_STATED TASK_
Pull out every line from the one containing "For every instance of the bird, give" through the last line of the items, and reproduce them without any change.

⁂

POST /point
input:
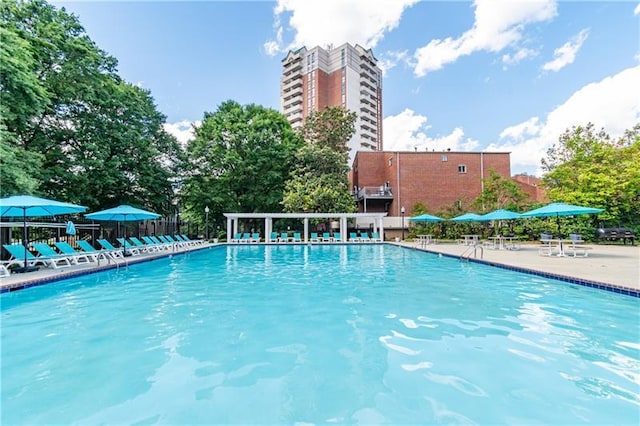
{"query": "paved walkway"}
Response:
(612, 265)
(615, 265)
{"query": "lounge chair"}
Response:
(66, 249)
(105, 244)
(129, 246)
(155, 244)
(17, 257)
(189, 240)
(106, 254)
(149, 248)
(56, 259)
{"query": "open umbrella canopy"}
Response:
(467, 217)
(28, 206)
(426, 218)
(123, 213)
(71, 228)
(500, 214)
(560, 209)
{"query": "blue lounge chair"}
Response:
(189, 240)
(128, 246)
(17, 256)
(66, 249)
(57, 260)
(89, 249)
(155, 244)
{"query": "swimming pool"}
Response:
(317, 334)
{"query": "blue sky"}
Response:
(497, 75)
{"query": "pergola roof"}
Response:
(301, 215)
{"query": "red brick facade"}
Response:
(436, 179)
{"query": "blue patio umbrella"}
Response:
(500, 214)
(123, 213)
(29, 206)
(426, 218)
(467, 217)
(560, 209)
(71, 228)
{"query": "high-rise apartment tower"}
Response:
(346, 76)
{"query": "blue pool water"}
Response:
(317, 334)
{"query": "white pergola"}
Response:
(233, 218)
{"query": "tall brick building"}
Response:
(387, 181)
(346, 76)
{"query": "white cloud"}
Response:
(566, 54)
(389, 60)
(521, 54)
(612, 103)
(407, 132)
(182, 130)
(498, 24)
(320, 23)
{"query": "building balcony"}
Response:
(382, 192)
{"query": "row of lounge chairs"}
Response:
(66, 255)
(314, 237)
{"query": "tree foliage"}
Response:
(239, 161)
(331, 127)
(319, 183)
(588, 167)
(499, 192)
(71, 128)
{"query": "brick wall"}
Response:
(436, 179)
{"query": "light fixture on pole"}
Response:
(206, 222)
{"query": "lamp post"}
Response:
(402, 213)
(206, 222)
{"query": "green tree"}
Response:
(588, 167)
(239, 161)
(499, 192)
(319, 183)
(80, 133)
(331, 127)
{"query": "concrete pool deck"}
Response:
(615, 266)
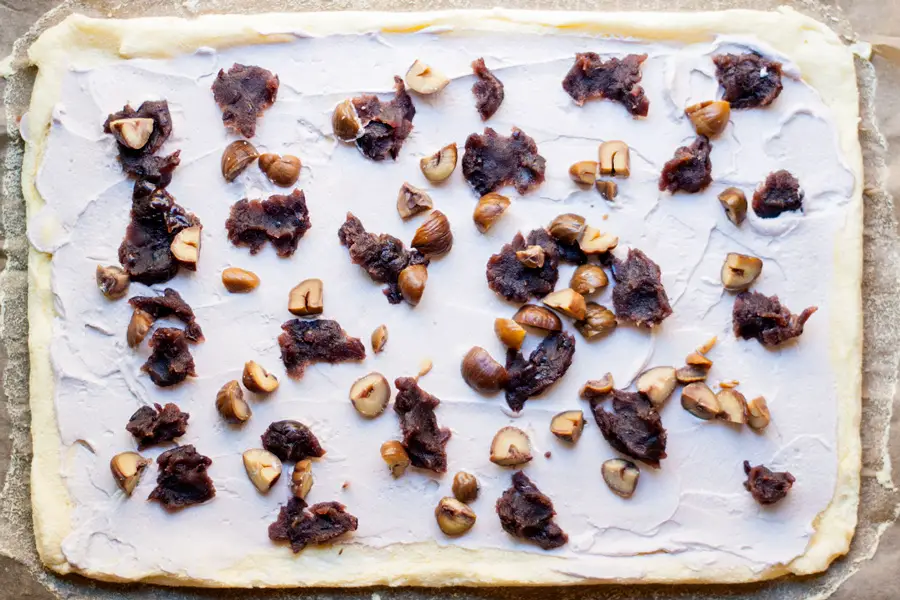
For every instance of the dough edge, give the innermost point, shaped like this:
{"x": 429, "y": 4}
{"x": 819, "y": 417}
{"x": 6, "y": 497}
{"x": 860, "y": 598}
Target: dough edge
{"x": 825, "y": 63}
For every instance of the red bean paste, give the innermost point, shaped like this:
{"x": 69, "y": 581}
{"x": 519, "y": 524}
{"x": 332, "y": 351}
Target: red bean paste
{"x": 151, "y": 426}
{"x": 423, "y": 440}
{"x": 488, "y": 90}
{"x": 614, "y": 79}
{"x": 244, "y": 93}
{"x": 635, "y": 428}
{"x": 142, "y": 163}
{"x": 170, "y": 304}
{"x": 514, "y": 281}
{"x": 781, "y": 192}
{"x": 749, "y": 80}
{"x": 170, "y": 361}
{"x": 386, "y": 124}
{"x": 291, "y": 441}
{"x": 767, "y": 487}
{"x": 528, "y": 514}
{"x": 304, "y": 342}
{"x": 318, "y": 524}
{"x": 690, "y": 170}
{"x": 492, "y": 161}
{"x": 639, "y": 295}
{"x": 545, "y": 366}
{"x": 182, "y": 480}
{"x": 760, "y": 317}
{"x": 281, "y": 220}
{"x": 382, "y": 256}
{"x": 156, "y": 219}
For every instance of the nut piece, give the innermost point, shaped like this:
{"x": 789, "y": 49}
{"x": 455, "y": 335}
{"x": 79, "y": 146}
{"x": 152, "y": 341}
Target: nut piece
{"x": 567, "y": 228}
{"x": 433, "y": 237}
{"x": 138, "y": 327}
{"x": 488, "y": 210}
{"x": 345, "y": 122}
{"x": 758, "y": 416}
{"x": 306, "y": 298}
{"x": 482, "y": 372}
{"x": 510, "y": 333}
{"x": 532, "y": 315}
{"x": 700, "y": 401}
{"x": 621, "y": 476}
{"x": 256, "y": 379}
{"x": 709, "y": 118}
{"x": 237, "y": 157}
{"x": 588, "y": 279}
{"x": 263, "y": 468}
{"x": 412, "y": 282}
{"x": 412, "y": 201}
{"x": 186, "y": 246}
{"x": 239, "y": 281}
{"x": 231, "y": 404}
{"x": 127, "y": 468}
{"x": 370, "y": 395}
{"x": 657, "y": 384}
{"x": 454, "y": 517}
{"x": 568, "y": 302}
{"x": 135, "y": 132}
{"x": 740, "y": 271}
{"x": 615, "y": 159}
{"x": 379, "y": 338}
{"x": 440, "y": 165}
{"x": 423, "y": 79}
{"x": 510, "y": 447}
{"x": 113, "y": 281}
{"x": 394, "y": 454}
{"x": 465, "y": 487}
{"x": 281, "y": 170}
{"x": 734, "y": 202}
{"x": 568, "y": 425}
{"x": 302, "y": 479}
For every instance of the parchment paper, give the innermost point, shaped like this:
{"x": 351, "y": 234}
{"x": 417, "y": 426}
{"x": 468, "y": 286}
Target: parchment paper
{"x": 870, "y": 24}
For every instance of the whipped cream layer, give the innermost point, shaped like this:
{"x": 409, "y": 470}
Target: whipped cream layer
{"x": 694, "y": 507}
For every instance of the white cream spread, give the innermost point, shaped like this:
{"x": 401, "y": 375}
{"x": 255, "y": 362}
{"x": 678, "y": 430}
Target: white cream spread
{"x": 695, "y": 505}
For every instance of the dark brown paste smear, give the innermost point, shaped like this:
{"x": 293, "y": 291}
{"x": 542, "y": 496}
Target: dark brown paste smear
{"x": 151, "y": 426}
{"x": 170, "y": 304}
{"x": 514, "y": 281}
{"x": 492, "y": 161}
{"x": 760, "y": 317}
{"x": 281, "y": 220}
{"x": 528, "y": 514}
{"x": 635, "y": 428}
{"x": 767, "y": 487}
{"x": 614, "y": 79}
{"x": 304, "y": 342}
{"x": 749, "y": 80}
{"x": 244, "y": 93}
{"x": 387, "y": 124}
{"x": 319, "y": 524}
{"x": 291, "y": 441}
{"x": 488, "y": 90}
{"x": 182, "y": 480}
{"x": 171, "y": 362}
{"x": 780, "y": 192}
{"x": 155, "y": 221}
{"x": 382, "y": 256}
{"x": 545, "y": 366}
{"x": 639, "y": 295}
{"x": 690, "y": 170}
{"x": 423, "y": 440}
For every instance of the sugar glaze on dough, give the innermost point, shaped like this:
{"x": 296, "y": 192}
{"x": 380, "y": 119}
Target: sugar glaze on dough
{"x": 824, "y": 64}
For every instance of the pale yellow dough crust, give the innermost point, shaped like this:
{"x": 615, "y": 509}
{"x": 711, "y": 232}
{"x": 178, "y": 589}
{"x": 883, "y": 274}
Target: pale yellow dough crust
{"x": 826, "y": 65}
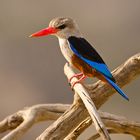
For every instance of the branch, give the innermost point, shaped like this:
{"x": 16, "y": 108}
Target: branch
{"x": 99, "y": 92}
{"x": 114, "y": 123}
{"x": 23, "y": 120}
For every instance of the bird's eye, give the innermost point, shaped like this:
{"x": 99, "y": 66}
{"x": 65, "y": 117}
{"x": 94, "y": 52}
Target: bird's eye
{"x": 61, "y": 26}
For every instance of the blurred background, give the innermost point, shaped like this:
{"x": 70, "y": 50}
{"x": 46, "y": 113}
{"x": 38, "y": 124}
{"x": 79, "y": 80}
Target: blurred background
{"x": 31, "y": 69}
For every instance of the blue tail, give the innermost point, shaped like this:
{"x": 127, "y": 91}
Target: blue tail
{"x": 117, "y": 89}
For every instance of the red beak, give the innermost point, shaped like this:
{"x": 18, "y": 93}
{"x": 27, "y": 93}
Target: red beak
{"x": 44, "y": 32}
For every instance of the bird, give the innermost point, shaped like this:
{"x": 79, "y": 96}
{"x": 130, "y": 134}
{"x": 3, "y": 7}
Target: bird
{"x": 79, "y": 52}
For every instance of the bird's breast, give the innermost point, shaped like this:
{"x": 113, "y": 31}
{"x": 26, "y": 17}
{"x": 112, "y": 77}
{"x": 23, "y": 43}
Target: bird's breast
{"x": 65, "y": 49}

⁂

_EXERCISE SOLUTION_
For every instance of the bird, give the innermost point, shaped like this:
{"x": 79, "y": 96}
{"x": 130, "y": 134}
{"x": 3, "y": 7}
Target: bird
{"x": 79, "y": 52}
For every instance of the bird's breast, give the innermost point, shaped like this:
{"x": 113, "y": 31}
{"x": 26, "y": 17}
{"x": 112, "y": 77}
{"x": 23, "y": 43}
Target: bird's breast
{"x": 65, "y": 49}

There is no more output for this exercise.